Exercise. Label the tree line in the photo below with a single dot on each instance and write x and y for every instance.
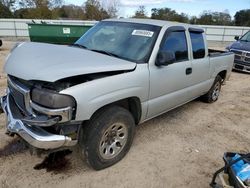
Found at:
(102, 9)
(241, 18)
(56, 9)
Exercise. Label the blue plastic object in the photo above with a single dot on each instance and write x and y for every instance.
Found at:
(241, 169)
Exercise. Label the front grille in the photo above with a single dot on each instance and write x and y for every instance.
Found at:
(18, 97)
(20, 94)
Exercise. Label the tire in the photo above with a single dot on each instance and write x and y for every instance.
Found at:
(214, 92)
(107, 137)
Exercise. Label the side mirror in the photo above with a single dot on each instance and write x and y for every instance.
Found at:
(236, 37)
(165, 58)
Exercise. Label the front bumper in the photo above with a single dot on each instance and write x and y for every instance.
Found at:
(32, 134)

________________________

(WHAT YOU HAVE TO DO): Which of the lines above hold the string "Exercise"? Pick each of them out.

(YOUR RESPONSE):
Exercise. Label the tree line in the photo below with a single dot on each instance and write x and y for every instance.
Exercise. Label the blue plastic object in the photo above with a single dot on each instance and write x and y for every instance.
Exercise. Label the front grille in the photo above with a single dot on each instance and write x and y for every instance.
Exercise. Label the tire in the photo above with a single dot on each instance and write x and y for every instance.
Exercise. Label the side mirror in the photo above with a single dot on each instance and write x and y for every instance.
Exercise. Label the front bumper in the photo above with a single dot on each instance and write x and y for every instance.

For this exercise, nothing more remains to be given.